PASSAGE: Begin
Saturday, September 3, 2011

Kipling’s Ghosts

The title of Kipling’s Ghosts is pretty self-explanatory, the book being a collection of twelve ghost stories by Rudyard Kipling.

As was the case with the collection of his science fiction from the same publisher (Leonaur) it might be more accurate to describe these as weird tales or uncanny tales rather than ghost stories, although it does include a few genuine ghost stories.

In many cases the supernatural is merely suggested. Something odd happens, it might be explained as mere coincidence, or fate, or as someone’s belief in their fate bringing it about. But then it might be something supernatural after all.

Most of the stories are set in India, and (as you’d expect) it’s a setting that Kipling uses very skillfully for the purposes of creating an atmosphere of unease, of things being not quite as they should be.
PASSAGE: End
PROVIDED INFORMATION: Begin
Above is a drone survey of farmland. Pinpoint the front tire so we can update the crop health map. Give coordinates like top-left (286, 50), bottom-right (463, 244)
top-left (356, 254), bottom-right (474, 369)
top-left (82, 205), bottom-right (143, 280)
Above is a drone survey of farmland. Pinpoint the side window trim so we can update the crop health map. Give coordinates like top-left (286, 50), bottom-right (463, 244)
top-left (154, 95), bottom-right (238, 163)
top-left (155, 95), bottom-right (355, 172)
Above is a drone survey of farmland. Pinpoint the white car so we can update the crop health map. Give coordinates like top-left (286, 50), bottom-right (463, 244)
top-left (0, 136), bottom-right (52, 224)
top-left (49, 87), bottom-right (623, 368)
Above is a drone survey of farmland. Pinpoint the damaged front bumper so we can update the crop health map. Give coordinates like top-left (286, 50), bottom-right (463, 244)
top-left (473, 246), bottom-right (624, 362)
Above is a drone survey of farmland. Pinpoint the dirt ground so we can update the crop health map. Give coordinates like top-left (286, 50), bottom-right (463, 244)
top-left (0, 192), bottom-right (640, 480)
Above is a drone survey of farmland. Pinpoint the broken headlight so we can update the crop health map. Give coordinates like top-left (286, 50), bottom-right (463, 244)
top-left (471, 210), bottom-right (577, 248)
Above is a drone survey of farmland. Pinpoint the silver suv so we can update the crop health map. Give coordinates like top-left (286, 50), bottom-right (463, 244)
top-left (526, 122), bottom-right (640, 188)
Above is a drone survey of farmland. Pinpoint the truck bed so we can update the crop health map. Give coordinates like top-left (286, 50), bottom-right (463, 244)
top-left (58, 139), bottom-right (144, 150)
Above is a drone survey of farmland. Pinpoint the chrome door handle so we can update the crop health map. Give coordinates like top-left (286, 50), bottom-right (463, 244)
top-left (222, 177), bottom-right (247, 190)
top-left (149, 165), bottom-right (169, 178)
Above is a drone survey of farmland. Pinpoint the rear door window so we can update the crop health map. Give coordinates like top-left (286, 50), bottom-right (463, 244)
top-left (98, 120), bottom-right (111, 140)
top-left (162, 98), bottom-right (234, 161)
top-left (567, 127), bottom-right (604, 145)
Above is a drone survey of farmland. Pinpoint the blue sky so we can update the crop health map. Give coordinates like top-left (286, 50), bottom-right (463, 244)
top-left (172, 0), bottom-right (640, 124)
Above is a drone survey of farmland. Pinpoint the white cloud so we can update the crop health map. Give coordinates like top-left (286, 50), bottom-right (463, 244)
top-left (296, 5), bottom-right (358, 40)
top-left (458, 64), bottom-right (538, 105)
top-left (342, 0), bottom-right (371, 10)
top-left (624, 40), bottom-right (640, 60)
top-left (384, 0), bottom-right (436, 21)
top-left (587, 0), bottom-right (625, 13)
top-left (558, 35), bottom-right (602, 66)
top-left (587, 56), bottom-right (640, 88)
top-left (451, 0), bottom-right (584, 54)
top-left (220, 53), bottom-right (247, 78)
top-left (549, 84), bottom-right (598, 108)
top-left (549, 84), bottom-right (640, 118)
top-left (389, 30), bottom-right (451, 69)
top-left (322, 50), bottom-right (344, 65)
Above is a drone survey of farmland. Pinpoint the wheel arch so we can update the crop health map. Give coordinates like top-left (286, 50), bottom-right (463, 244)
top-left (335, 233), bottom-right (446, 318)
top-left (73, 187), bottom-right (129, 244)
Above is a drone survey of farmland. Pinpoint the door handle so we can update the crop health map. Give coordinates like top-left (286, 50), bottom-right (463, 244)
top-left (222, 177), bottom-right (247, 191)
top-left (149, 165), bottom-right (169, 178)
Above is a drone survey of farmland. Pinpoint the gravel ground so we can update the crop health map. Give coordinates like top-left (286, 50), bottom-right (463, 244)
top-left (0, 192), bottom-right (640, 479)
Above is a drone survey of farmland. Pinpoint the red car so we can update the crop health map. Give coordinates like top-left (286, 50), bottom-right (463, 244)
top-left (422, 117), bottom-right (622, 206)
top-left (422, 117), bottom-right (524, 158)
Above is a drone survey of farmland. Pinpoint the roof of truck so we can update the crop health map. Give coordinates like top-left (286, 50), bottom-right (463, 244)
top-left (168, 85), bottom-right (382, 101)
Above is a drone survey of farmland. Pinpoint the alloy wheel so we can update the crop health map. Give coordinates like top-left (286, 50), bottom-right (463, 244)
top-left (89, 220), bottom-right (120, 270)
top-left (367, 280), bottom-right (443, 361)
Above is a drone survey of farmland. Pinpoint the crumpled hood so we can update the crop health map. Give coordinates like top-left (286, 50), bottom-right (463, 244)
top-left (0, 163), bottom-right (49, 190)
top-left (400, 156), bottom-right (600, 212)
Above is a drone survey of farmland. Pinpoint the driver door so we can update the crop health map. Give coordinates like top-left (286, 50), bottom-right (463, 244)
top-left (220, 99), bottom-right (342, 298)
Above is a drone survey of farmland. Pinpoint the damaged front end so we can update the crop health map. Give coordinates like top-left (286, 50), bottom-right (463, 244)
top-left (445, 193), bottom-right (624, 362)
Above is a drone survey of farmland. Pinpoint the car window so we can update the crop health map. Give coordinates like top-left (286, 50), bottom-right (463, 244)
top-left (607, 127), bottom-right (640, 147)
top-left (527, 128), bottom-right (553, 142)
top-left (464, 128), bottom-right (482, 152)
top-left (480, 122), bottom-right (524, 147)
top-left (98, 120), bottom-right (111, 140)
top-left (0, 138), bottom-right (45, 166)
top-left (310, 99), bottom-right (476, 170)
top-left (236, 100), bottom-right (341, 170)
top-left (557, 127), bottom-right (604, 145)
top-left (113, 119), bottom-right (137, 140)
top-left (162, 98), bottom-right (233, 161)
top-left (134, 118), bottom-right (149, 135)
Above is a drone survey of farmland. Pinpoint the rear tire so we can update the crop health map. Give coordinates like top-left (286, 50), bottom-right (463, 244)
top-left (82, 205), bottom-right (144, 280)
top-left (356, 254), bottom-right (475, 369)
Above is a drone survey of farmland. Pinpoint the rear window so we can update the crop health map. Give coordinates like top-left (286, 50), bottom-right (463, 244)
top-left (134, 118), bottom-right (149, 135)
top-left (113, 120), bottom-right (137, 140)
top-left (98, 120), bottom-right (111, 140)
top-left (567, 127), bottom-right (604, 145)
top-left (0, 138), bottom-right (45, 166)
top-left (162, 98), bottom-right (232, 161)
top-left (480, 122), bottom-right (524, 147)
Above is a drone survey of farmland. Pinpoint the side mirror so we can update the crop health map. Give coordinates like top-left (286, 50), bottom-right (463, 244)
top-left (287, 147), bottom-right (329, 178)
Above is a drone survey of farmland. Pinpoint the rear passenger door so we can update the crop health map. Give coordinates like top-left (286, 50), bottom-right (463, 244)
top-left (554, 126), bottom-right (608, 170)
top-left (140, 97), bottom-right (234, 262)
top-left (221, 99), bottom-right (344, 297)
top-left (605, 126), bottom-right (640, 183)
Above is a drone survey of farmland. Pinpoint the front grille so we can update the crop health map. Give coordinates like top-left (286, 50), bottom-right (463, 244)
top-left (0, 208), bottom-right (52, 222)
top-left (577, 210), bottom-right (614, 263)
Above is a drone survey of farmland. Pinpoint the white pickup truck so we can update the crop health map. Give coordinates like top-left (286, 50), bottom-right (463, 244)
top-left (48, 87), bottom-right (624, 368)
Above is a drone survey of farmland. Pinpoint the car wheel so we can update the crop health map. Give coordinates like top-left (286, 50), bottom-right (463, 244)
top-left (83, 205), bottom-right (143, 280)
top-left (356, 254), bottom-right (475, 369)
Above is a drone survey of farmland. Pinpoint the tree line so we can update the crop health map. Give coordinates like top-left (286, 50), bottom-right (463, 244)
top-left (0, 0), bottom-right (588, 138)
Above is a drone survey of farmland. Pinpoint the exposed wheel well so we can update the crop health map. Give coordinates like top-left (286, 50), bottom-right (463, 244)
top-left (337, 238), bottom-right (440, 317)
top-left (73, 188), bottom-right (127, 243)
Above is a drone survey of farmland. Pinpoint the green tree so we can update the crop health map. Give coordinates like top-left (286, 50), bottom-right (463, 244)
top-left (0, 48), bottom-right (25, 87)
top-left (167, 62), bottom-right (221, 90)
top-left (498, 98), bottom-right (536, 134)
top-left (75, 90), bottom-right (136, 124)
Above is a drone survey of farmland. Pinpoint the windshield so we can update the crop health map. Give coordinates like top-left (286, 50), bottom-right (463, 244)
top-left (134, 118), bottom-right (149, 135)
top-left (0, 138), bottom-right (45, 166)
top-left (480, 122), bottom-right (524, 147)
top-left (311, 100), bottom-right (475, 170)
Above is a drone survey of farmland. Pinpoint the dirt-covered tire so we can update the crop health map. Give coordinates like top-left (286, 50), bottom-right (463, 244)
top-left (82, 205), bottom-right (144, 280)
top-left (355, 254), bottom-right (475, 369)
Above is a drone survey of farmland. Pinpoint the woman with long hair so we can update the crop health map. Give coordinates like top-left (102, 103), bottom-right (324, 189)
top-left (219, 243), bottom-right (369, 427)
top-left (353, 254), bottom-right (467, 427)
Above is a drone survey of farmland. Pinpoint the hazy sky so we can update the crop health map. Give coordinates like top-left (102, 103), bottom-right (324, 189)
PROVIDED INFORMATION: End
- _TASK DIRECTIONS_: Reproduce the passage about Kipling's Ghosts word for word between "The title of" and "supernatural after all.", inclusive.

- _RESULT OF THIS TASK_:
The title of Kipling’s Ghosts is pretty self-explanatory, the book being a collection of twelve ghost stories by Rudyard Kipling.

As was the case with the collection of his science fiction from the same publisher (Leonaur) it might be more accurate to describe these as weird tales or uncanny tales rather than ghost stories, although it does include a few genuine ghost stories.

In many cases the supernatural is merely suggested. Something odd happens, it might be explained as mere coincidence, or fate, or as someone’s belief in their fate bringing it about. But then it might be something supernatural after all.